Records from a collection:

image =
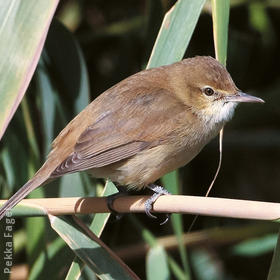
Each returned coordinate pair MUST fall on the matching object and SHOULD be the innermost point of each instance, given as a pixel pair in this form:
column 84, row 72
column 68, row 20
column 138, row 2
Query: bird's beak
column 243, row 97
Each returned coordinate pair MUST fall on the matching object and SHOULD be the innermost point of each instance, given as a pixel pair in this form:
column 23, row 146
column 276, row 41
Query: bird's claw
column 158, row 191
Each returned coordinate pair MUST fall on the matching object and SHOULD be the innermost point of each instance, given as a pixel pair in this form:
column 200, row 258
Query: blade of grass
column 220, row 15
column 170, row 46
column 175, row 32
column 22, row 34
column 89, row 248
column 98, row 223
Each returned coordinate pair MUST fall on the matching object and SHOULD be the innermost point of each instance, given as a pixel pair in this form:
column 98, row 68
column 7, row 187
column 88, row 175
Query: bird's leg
column 158, row 191
column 111, row 198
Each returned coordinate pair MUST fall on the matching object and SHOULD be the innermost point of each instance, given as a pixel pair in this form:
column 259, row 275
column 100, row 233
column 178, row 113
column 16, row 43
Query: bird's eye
column 208, row 91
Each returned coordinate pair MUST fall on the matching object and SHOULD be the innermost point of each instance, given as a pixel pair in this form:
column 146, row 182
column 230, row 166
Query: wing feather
column 135, row 124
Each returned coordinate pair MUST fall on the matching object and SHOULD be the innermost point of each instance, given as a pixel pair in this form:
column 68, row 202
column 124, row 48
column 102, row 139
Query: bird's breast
column 149, row 165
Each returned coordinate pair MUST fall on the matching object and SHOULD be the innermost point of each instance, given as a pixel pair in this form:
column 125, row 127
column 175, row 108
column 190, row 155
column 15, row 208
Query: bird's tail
column 20, row 194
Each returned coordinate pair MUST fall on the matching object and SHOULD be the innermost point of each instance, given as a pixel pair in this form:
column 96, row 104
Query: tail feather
column 19, row 195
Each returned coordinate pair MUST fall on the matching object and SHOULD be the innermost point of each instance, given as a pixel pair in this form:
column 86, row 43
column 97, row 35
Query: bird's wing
column 135, row 124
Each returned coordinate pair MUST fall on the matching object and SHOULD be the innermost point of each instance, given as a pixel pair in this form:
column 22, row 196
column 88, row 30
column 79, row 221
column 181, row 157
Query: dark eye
column 208, row 91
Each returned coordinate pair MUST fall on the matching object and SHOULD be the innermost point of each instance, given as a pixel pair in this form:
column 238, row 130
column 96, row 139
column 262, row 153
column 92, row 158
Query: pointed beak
column 243, row 97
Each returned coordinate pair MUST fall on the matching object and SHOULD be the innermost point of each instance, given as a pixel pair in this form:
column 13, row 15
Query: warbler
column 145, row 126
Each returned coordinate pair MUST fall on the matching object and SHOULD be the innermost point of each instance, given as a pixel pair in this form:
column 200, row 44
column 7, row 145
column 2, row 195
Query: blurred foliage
column 108, row 41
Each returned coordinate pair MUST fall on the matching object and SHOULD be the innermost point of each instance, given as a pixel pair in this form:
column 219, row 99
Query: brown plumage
column 145, row 126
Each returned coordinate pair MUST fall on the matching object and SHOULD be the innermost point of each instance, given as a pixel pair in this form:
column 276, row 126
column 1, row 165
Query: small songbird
column 147, row 125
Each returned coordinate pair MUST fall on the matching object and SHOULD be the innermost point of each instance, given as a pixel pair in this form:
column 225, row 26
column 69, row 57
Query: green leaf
column 171, row 181
column 52, row 262
column 90, row 249
column 220, row 15
column 98, row 223
column 205, row 266
column 173, row 38
column 23, row 29
column 157, row 266
column 175, row 32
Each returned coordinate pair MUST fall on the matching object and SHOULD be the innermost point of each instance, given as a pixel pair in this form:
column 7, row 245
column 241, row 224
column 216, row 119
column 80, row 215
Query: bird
column 145, row 126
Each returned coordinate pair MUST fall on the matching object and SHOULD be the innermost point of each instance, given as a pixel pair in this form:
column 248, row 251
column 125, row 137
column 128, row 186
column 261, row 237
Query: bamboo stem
column 209, row 206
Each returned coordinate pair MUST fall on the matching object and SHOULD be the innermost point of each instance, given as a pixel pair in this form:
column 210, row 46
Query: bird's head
column 211, row 93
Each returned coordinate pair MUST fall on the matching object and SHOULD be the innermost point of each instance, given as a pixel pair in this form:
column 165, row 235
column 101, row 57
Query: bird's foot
column 158, row 191
column 110, row 201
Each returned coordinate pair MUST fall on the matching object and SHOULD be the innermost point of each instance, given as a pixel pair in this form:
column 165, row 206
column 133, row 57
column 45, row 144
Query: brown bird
column 147, row 125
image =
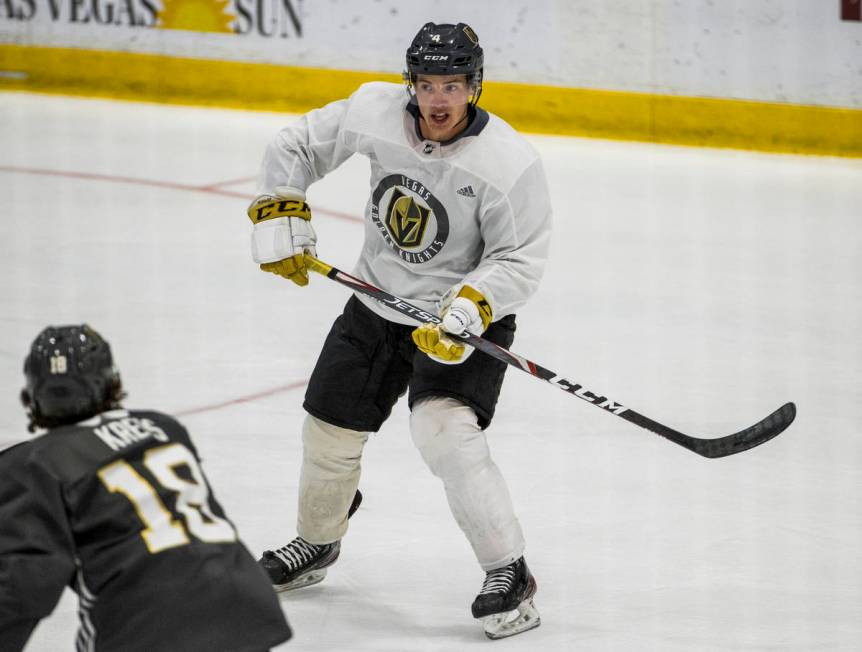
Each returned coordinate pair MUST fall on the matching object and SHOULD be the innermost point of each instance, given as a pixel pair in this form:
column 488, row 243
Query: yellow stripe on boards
column 671, row 119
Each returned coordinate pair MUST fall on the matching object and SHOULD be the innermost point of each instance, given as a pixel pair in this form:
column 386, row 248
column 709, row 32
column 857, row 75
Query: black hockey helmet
column 70, row 376
column 446, row 49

**Try it:** Copy all the entries above exactly as they stand, except for the pictures.

**Task response:**
image =
Each returned coordinate pair MUST fall on the matching object and SHOULD be the innermost point of each instance, given as a pixel pair in this form:
column 84, row 72
column 68, row 20
column 138, row 2
Query: bird's beak
column 243, row 97
Each returned coordinate pair MUST fall on the matching object and SHOULD be the innermost point of each instance, given as a pixel pair in this form:
column 23, row 146
column 276, row 41
Query: bird's claw
column 158, row 191
Each returned coordinate pair MUST fall on the matching object and SHOULD be the innermost point of each instance, given as a pixel pair in this form:
column 200, row 258
Query: blade of grass
column 220, row 15
column 170, row 46
column 175, row 32
column 22, row 34
column 89, row 248
column 98, row 223
Each returned coordinate pair MUST fall on the matching object and SHOULD be the innermost point of each instance, given as a pixel pair in this form:
column 98, row 68
column 7, row 187
column 88, row 175
Query: bird's leg
column 158, row 191
column 111, row 198
Each returned coordinate pair MUST fall on the matching object and SHOULD be the innermost point of each instance, given as a pixel pair in this form:
column 259, row 275
column 100, row 233
column 178, row 113
column 16, row 43
Query: bird's eye
column 208, row 91
Each returned coordinate pair MUST fall on the matching object and SHOULD be the innermost point of each instance, given as a pixel pair in this form:
column 146, row 182
column 230, row 166
Query: wing feather
column 135, row 124
Each returned coordinate pair MUST fall on the matching object and SHOULD be the innermost point of each instance, given as a pixel pair in this form:
column 68, row 202
column 124, row 48
column 102, row 139
Query: bird's breast
column 149, row 165
Each returned coordinate pair MUST fall on the matching object and SHOULD be the innermost point of each instance, given as a pixel pair in this form:
column 125, row 127
column 175, row 108
column 190, row 155
column 15, row 208
Query: bird's tail
column 20, row 194
Each returned coordinate pair MUST fall on the matching object and SHOULD be the innermost point of each instance, given as a pixel pair in this form:
column 96, row 104
Query: tail feather
column 19, row 195
Each returned coordinate pair MUST fall on the matching object and SHOULD be the innermost point of each instance, given as a pixel pair in this form:
column 86, row 43
column 97, row 35
Query: bird's wing
column 135, row 124
Each returned coordinate pair MUST fall on the matching object and SHOULD be the innermost point of each instance, given as a pixel pair in this form:
column 22, row 196
column 88, row 30
column 79, row 221
column 181, row 157
Query: dark eye
column 208, row 91
Each returned coordinate pair MUST fall on the matching object and SHOULD be the innermost point of each instance, given as a pixel pair in this form:
column 238, row 130
column 96, row 139
column 262, row 153
column 92, row 158
Query: pointed beak
column 243, row 97
Each returned coordinate pair MUST fall on the matching object and SHOULD be the innermost point of each instance, given as a pixel pair in this form:
column 13, row 15
Query: warbler
column 145, row 126
Each returned coordinate pair MUST fall on the matching object and SHOULD be the innermost point of each instance, given as a pixel pair in this form:
column 200, row 44
column 7, row 145
column 2, row 195
Query: blurred foliage
column 108, row 41
Each returned coordinate pair MUST fall on the matching object and SHOULD be the innermost point of each instance, given as a pixel pair in this form:
column 219, row 99
Query: brown plumage
column 145, row 126
Each returned coordinate pair MUST fall on the matching object and SHOULD be the innermost point of each instance, given as a pixel pair in this form:
column 276, row 126
column 1, row 165
Query: small songbird
column 147, row 125
Each returned coordinate pair MUST fall on the matching object and SHOULD be the innermost point of each instance, given as a pixel pair in this form:
column 225, row 26
column 69, row 57
Query: green leaf
column 171, row 181
column 52, row 262
column 90, row 249
column 220, row 15
column 98, row 223
column 205, row 266
column 173, row 38
column 23, row 29
column 157, row 266
column 175, row 32
Each returned coordinate pair MUST fall on the matching object and SHOULD be the innermost point of each instance, given as a pixel pair in this form:
column 7, row 245
column 241, row 224
column 216, row 119
column 80, row 215
Query: bird
column 145, row 126
Each returned coordinate pair MUST fall on the matching object and SHOULD be the innermost point of each instance, given as a pixel pair in this form:
column 248, row 251
column 125, row 137
column 128, row 186
column 261, row 237
Query: bamboo stem
column 209, row 206
Each returned coordinate pair MUST fall on the matching object and SHOULD be the innermost point of each instance, given as a pixel pair in this form:
column 210, row 46
Query: bird's head
column 211, row 93
Each returned coordinate pair MUST fall on the matching object and SHOULD be the innermost point of each instance, given as a pixel pair in this form:
column 165, row 235
column 101, row 57
Query: bird's foot
column 158, row 191
column 110, row 201
Each returned coordinate pair MUST fall on the matching object and SHOULD be the innermost point of each instance, given as a pixel pair in this form:
column 165, row 206
column 133, row 57
column 45, row 144
Query: brown bird
column 147, row 125
image =
Each returned coordinate pair MUST fall on the matching object and SHOULD be the innermost point of each instance, given as a pixel pair in this form:
column 488, row 243
Query: yellow stripe on boards
column 671, row 119
Each returned coordinate pair MUST fall on the matching object and SHOULD be the innermost point of each instance, given as a pixel pair in this form:
column 386, row 248
column 709, row 32
column 857, row 75
Query: black hockey helmet
column 70, row 376
column 446, row 49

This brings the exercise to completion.